### Extracted text
---+---

Wayne County IPM Notes
Hot and dry conditions are often ideal for spider mites to thrive, and this year is no different. Spider mites proliferate during these conditions and are currently doing so in melon plantings. They feed on the undersides of the leaves and their feeding damage over time can cause chlorosis and stippling, and eventually the leaf will shrivel and die. More on spider mite management
Cucumber Beetles are feeding again, primarily on young, recently transplanted squash. However, the adults are not the only ones causing damage. The larvae of the cucumber beetles have also been doing damage. I have seen damage to the skin of melons where the melon is sitting on the soil. This contact area between the ground and the melon provides the perfect place for cucumber beetle larva to feed.
I have started to see a decent amount of damage from tomato hornworms. Be sure to keep an eye on your tomato plants for large areas of defoliation near the top of the plant, as well as damage to the fruit. Tomato hornworms may also feed on Solanaceous plants such as peppers, eggplant and potato, although not to the extent of which they feed on tomato plants.

---+---

### Data supplied
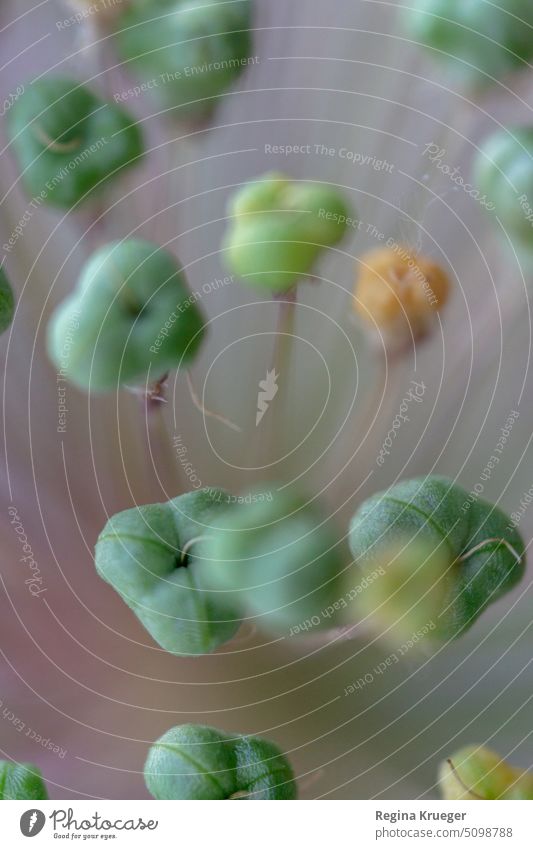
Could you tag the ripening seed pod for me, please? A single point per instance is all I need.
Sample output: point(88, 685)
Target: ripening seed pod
point(483, 557)
point(198, 762)
point(398, 294)
point(188, 53)
point(131, 318)
point(279, 227)
point(150, 556)
point(7, 302)
point(477, 42)
point(476, 773)
point(69, 143)
point(21, 781)
point(278, 561)
point(504, 172)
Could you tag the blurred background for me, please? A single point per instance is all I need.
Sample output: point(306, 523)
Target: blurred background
point(77, 669)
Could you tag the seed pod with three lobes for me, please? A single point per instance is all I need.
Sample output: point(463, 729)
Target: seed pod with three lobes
point(151, 555)
point(69, 143)
point(278, 228)
point(476, 773)
point(277, 560)
point(131, 319)
point(479, 43)
point(482, 556)
point(21, 781)
point(187, 52)
point(398, 294)
point(198, 762)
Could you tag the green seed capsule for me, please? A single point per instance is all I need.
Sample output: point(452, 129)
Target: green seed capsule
point(278, 229)
point(504, 172)
point(278, 561)
point(7, 302)
point(483, 555)
point(197, 762)
point(150, 556)
point(476, 773)
point(21, 781)
point(69, 142)
point(131, 318)
point(476, 40)
point(185, 52)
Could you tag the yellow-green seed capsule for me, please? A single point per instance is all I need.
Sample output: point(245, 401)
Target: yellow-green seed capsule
point(476, 773)
point(278, 228)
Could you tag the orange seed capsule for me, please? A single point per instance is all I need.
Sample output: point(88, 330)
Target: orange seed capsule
point(399, 292)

---+---

### Task directions
Continue the Wayne County IPM notes on vegetable pests from the point where the text stops.

### Task response
Japanese beetles are out in large numbers on a wide range of crops. Sweet corn growers should be especially wary of Japanese Beetles feeding since one of their target areas on sweet corn is the silk. The beetles can clip the silk which limits the silk’s receptivity to pollen.
Downy Mildew has now been detected and confirmed in Wayne County. Cucumber growers should have started a spray program for cucurbit downy mildew.
Powdery mildew is starting to show up on cucurbit crops around the area. If older plantings of summer squash are heavily infested and you are no longer harvesting from those areas, it would be of your best interest to terminate that crop so that you are not allowing the powdery mildew to have a place to thrive. This is especially important if you have younger, successive plantings of summer squash nearby.
This week, the lab at OARDC confirmed bacterial leaf spot on pepper. Bacterial infections have been limited this year due to the heat and dry weather, however, they should still be managed appropriately. This is one of the most destructive diseases for peppers and will result in a yield reduction due to loss of foliage and infection on the fruit.
Bacterial wilt is starting to show up in older squash plants, unfortunately at this point there is nothing that can be done. The cucumber beetles feeding on the plant while it was young vectored the bacteria responsible for bacterial wilt and the plant is finally being impacted by the infection.
Grape berry moth larvae are starting to feed and cause damage in grape clusters. Scouting grapes and carefully assessing the grape clusters can help you determine management needs. Infestations of grape berry moths are typically higher along the borders, and near woods or hedge lines as compared to the interior of the vineyard.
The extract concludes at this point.